- **PAGE EXCERPT**
Steps 1 to 3 (initial assessment, good environmental status and targets):
In 2012, for the first time, Member States reported on the state of the environment in their marine waters, on what they consider as being a "good environmental status" and on the objectives and targets they have set themselves to reach it by 2020. The result showed that more efforts were urgently needed if the EU is to reach its 2020 goal.  The Commission assessed those first elements against the Directive's requirements. 
The findings of the report, and the way forward, were discussed in Brussels on March 3-4 at the HOPE ("Healthy Oceans- Productive Ecosystems") conference. It gathered governments, NGOs, academia and other stakeholders working with or in relation to the European marine environment. Read more here.
Further detailed information can be retrieved here:

Step 4 (monitoring programmes):
On 16 January 2017, the Commission adopted a report assessing monitoring programmes submitted by most Member States in 2014 and 2015 to verify compliance with the Directive.

The Commission's report and its accompanying Staff Working Document contain the Commission's findings and provides guidance on changes needed, globally and for each Member State, including per descriptor. Further information can be retrieved here:
  • Some Member States have replied to the Commission's guidance on their monitoring programmes. Member States' replies are available here

Step 5: programmes of measures

By March 2016, Member States had to set up and implement programmes of measures to achieve good environmental status in their marine waters. This requirement is set in Article 13 of the Marine Strategy Framework Directive. The programme should address each of the MSFD descriptors, and the individual measures should as a whole aim to ensure that environmental targets are addressed and good environmental status (GES) is achieved or maintained by 2020.

- **RECORDS**
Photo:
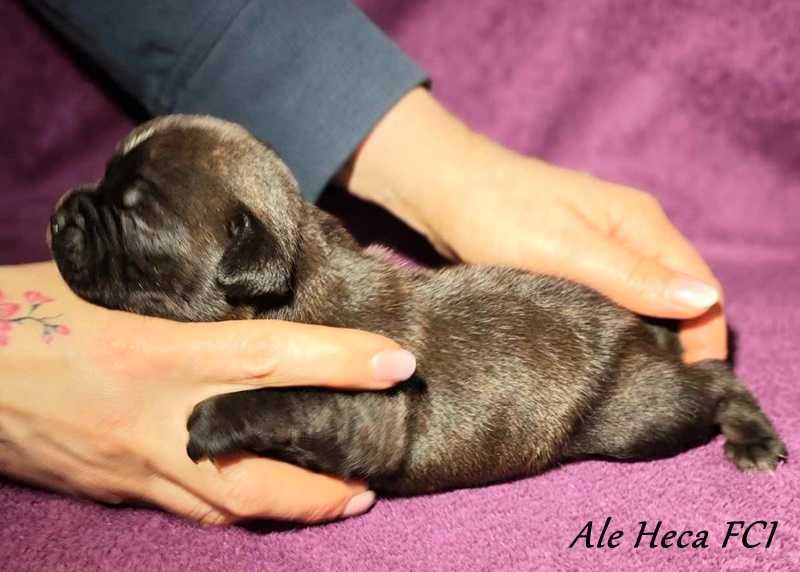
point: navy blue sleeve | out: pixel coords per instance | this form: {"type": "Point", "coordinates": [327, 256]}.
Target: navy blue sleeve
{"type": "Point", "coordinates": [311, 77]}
---
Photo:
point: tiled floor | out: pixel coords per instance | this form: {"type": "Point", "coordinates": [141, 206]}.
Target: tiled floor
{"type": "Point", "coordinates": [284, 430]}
* * *
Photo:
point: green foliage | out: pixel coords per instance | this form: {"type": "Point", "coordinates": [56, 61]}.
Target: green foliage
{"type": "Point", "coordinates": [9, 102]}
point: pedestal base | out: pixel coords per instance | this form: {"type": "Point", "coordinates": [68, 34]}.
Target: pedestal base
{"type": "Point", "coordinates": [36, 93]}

- **WORK INSTRUCTION A**
Translate this sentence from the marine strategy excerpt into Spanish: "On 16 January 2017, the Commission adopted a report assessing monitoring programmes submitted by most Member States in 2014 and 2015 to verify compliance with the Directive."
- **WORK INSTRUCTION B**
Reproduce the marine strategy excerpt word for word from "Step 5: programmes" to "maintained by 2020.".

- **WRITTEN ANSWER A**
El 16 de enero de 2017, la Comisión adoptó un informe que evaluaba los programas de seguimiento presentados por la mayoría de los Estados miembros en 2014 y 2015 para verificar el cumplimiento de la Directiva.

- **WRITTEN ANSWER B**
Step 5: programmes of measures

By March 2016, Member States had to set up and implement programmes of measures to achieve good environmental status in their marine waters. This requirement is set in Article 13 of the Marine Strategy Framework Directive. The programme should address each of the MSFD descriptors, and the individual measures should as a whole aim to ensure that environmental targets are addressed and good environmental status (GES) is achieved or maintained by 2020.